> _ACTIVITY_: Would you please write out the records below exactly as they appear?

[Dataset entries]
<<<<

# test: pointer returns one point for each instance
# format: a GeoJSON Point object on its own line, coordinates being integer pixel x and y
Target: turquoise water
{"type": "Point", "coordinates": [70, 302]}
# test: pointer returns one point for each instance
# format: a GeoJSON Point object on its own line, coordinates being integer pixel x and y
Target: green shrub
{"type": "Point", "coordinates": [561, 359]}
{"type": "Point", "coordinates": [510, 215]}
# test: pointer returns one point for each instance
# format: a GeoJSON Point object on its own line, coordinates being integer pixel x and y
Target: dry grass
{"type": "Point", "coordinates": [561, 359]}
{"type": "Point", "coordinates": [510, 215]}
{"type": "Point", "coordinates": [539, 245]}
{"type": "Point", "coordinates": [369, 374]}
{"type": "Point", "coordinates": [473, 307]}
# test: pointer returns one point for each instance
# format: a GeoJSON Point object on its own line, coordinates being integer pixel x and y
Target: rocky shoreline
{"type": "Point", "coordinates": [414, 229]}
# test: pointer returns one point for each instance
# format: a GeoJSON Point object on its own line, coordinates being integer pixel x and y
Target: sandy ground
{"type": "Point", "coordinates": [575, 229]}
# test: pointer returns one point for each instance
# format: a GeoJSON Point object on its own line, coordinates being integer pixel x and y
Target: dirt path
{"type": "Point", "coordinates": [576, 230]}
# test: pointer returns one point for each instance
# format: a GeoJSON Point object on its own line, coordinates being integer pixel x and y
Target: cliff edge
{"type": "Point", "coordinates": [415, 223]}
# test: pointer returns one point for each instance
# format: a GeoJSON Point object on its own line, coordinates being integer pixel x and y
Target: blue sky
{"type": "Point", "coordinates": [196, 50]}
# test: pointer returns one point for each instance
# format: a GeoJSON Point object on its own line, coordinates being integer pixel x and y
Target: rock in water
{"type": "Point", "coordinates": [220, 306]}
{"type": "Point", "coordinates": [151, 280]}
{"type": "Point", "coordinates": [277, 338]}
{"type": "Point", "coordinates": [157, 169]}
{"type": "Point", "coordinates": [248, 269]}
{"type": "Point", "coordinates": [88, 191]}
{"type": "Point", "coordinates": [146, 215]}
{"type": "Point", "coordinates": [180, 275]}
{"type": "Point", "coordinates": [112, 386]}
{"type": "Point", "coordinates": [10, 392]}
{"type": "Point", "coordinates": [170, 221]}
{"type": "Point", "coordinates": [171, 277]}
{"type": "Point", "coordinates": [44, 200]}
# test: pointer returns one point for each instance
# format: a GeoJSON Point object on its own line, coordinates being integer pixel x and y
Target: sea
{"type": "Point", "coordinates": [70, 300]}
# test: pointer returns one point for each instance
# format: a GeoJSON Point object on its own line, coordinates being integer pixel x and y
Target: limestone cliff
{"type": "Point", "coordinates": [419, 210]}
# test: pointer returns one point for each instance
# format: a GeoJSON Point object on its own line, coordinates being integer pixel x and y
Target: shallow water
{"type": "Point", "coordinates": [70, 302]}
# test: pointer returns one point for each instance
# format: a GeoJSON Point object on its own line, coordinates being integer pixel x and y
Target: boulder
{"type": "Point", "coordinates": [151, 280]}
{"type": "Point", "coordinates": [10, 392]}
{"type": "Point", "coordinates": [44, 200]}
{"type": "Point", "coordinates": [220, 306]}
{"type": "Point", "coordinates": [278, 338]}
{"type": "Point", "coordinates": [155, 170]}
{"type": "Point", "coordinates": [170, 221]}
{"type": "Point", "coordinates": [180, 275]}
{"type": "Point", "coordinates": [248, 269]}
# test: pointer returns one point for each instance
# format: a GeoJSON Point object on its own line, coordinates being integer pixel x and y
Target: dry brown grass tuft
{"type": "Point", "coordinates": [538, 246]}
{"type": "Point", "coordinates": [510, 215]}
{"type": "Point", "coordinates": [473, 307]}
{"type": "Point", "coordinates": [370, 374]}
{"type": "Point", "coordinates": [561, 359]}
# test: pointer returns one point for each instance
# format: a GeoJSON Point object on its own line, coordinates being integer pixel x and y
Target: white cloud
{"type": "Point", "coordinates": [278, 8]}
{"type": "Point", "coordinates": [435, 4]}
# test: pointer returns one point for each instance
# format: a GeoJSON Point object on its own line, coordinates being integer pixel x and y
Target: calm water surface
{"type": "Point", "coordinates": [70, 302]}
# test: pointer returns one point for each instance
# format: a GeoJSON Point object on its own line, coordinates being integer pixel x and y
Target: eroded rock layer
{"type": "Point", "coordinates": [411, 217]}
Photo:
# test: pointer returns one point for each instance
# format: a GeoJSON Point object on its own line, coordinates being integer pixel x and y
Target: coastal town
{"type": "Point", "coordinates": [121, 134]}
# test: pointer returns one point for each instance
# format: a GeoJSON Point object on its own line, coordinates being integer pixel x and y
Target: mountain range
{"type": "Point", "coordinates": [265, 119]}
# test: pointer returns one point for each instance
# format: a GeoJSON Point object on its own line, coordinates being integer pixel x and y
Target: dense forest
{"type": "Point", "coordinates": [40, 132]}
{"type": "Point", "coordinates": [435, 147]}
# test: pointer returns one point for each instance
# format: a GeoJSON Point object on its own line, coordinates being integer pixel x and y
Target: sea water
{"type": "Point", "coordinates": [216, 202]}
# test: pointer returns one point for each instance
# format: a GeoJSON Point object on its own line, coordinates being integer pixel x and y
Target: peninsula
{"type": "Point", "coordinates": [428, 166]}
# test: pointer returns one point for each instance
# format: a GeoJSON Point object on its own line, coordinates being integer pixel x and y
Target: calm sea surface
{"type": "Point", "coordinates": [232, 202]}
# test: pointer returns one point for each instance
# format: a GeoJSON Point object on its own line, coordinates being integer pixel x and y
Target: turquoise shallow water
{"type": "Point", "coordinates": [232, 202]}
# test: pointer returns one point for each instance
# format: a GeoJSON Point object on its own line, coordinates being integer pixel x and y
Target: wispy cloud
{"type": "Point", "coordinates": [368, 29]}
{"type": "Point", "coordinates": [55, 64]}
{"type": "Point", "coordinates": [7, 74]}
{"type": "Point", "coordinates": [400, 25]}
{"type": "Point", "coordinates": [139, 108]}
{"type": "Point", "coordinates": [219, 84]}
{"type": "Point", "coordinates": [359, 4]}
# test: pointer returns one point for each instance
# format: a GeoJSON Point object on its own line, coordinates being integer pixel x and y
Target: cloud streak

>>>>

> _RESPONSE_:
# test: pointer returns one point for each instance
# format: a GeoJSON Point object on its own line, coordinates being integer pixel x and y
Target: turquoise water
{"type": "Point", "coordinates": [70, 302]}
# test: pointer returns one point for each instance
# format: a GeoJSON Point object on its own line, coordinates being integer pixel x and y
Target: green shrub
{"type": "Point", "coordinates": [561, 359]}
{"type": "Point", "coordinates": [510, 215]}
# test: pointer returns one point for each instance
# format: a GeoJSON Point object on its own line, coordinates being integer pixel x and y
Target: dry grass
{"type": "Point", "coordinates": [561, 359]}
{"type": "Point", "coordinates": [510, 215]}
{"type": "Point", "coordinates": [539, 245]}
{"type": "Point", "coordinates": [369, 374]}
{"type": "Point", "coordinates": [473, 307]}
# test: pointer returns one point for each instance
# format: a GeoJSON Point object on its own line, coordinates being integer pixel x and y
Target: rocky shoreline
{"type": "Point", "coordinates": [414, 229]}
# test: pointer returns one point for each instance
# format: a GeoJSON Point object on its own line, coordinates being integer pixel x and y
Target: sandy ground
{"type": "Point", "coordinates": [575, 229]}
# test: pointer returns one point for each instance
# format: a GeoJSON Point object on its own line, coordinates being integer pixel x and y
Target: dirt path
{"type": "Point", "coordinates": [576, 230]}
# test: pointer returns one point for each instance
# format: a GeoJSON Point object on its own line, coordinates being integer pixel x and y
Target: cliff edge
{"type": "Point", "coordinates": [415, 223]}
# test: pointer returns one point for each instance
# format: a GeoJSON Point object on its own line, coordinates being integer pixel x and y
Target: blue sky
{"type": "Point", "coordinates": [196, 50]}
# test: pointer returns one point for each instance
# format: a GeoJSON Point object on its own line, coordinates being integer pixel x and y
Target: rock in water
{"type": "Point", "coordinates": [220, 306]}
{"type": "Point", "coordinates": [151, 280]}
{"type": "Point", "coordinates": [277, 338]}
{"type": "Point", "coordinates": [157, 169]}
{"type": "Point", "coordinates": [248, 269]}
{"type": "Point", "coordinates": [88, 191]}
{"type": "Point", "coordinates": [146, 215]}
{"type": "Point", "coordinates": [180, 275]}
{"type": "Point", "coordinates": [112, 386]}
{"type": "Point", "coordinates": [10, 392]}
{"type": "Point", "coordinates": [170, 221]}
{"type": "Point", "coordinates": [171, 277]}
{"type": "Point", "coordinates": [44, 200]}
# test: pointer returns one point for each instance
# format: a GeoJSON Point object on its own line, coordinates being integer pixel x and y
Target: sea
{"type": "Point", "coordinates": [70, 300]}
# test: pointer returns one point for each instance
# format: a GeoJSON Point object on its own line, coordinates being integer pixel x and y
Target: limestone cliff
{"type": "Point", "coordinates": [419, 210]}
# test: pointer returns one point for each instance
# format: a GeoJSON Point object on its own line, coordinates being integer pixel x and y
Target: shallow water
{"type": "Point", "coordinates": [70, 302]}
# test: pointer returns one point for each instance
# format: a GeoJSON Point object on its own line, coordinates being integer pixel x and y
Target: boulder
{"type": "Point", "coordinates": [151, 280]}
{"type": "Point", "coordinates": [10, 392]}
{"type": "Point", "coordinates": [44, 200]}
{"type": "Point", "coordinates": [220, 306]}
{"type": "Point", "coordinates": [278, 338]}
{"type": "Point", "coordinates": [155, 170]}
{"type": "Point", "coordinates": [170, 221]}
{"type": "Point", "coordinates": [180, 275]}
{"type": "Point", "coordinates": [248, 269]}
# test: pointer returns one point for each instance
# format: a GeoJSON Point object on its own line, coordinates being integer pixel x and y
Target: dry brown grass tuft
{"type": "Point", "coordinates": [538, 246]}
{"type": "Point", "coordinates": [510, 215]}
{"type": "Point", "coordinates": [473, 307]}
{"type": "Point", "coordinates": [370, 374]}
{"type": "Point", "coordinates": [561, 359]}
# test: pointer returns one point for each instance
# format: a GeoJSON Point object on its own line, coordinates being integer pixel x and y
Target: white cloud
{"type": "Point", "coordinates": [278, 8]}
{"type": "Point", "coordinates": [435, 4]}
# test: pointer returns one point for each instance
# format: a GeoJSON Point object on its own line, coordinates being integer pixel x and y
Target: calm water surface
{"type": "Point", "coordinates": [70, 302]}
# test: pointer returns one point for each instance
# format: a GeoJSON Point object on its own line, coordinates being integer pixel x and y
Target: eroded rock layer
{"type": "Point", "coordinates": [411, 217]}
Photo:
# test: pointer returns one point for each instance
# format: a GeoJSON Point object on its own line, coordinates being integer pixel x and y
Target: coastal town
{"type": "Point", "coordinates": [121, 134]}
# test: pointer returns one point for each instance
# format: a GeoJSON Point object on its own line, coordinates being integer pixel x and y
Target: mountain range
{"type": "Point", "coordinates": [265, 119]}
# test: pointer returns one point for each instance
# format: a GeoJSON Point object on its own line, coordinates being integer pixel x and y
Target: dense forest
{"type": "Point", "coordinates": [40, 132]}
{"type": "Point", "coordinates": [435, 147]}
# test: pointer returns one point for each instance
# format: a GeoJSON Point object on its own line, coordinates being integer pixel x and y
Target: sea water
{"type": "Point", "coordinates": [216, 202]}
# test: pointer returns one point for each instance
# format: a GeoJSON Point object on its own line, coordinates being integer pixel x and y
Target: peninsula
{"type": "Point", "coordinates": [428, 166]}
# test: pointer returns one point for each instance
# format: a GeoJSON Point object on its own line, coordinates being integer pixel x and y
Target: calm sea surface
{"type": "Point", "coordinates": [232, 202]}
# test: pointer returns one point for each instance
# format: a GeoJSON Point object on its own line, coordinates being integer pixel x and y
Target: turquoise shallow water
{"type": "Point", "coordinates": [232, 202]}
# test: pointer returns one point for each instance
# format: a GeoJSON Point object on its own line, coordinates being integer pixel x and y
Target: wispy cloud
{"type": "Point", "coordinates": [368, 29]}
{"type": "Point", "coordinates": [55, 64]}
{"type": "Point", "coordinates": [7, 74]}
{"type": "Point", "coordinates": [400, 25]}
{"type": "Point", "coordinates": [139, 108]}
{"type": "Point", "coordinates": [219, 84]}
{"type": "Point", "coordinates": [359, 4]}
# test: pointer returns one point for each instance
# format: a GeoJSON Point object on its own line, coordinates being integer pixel x and y
Target: cloud streak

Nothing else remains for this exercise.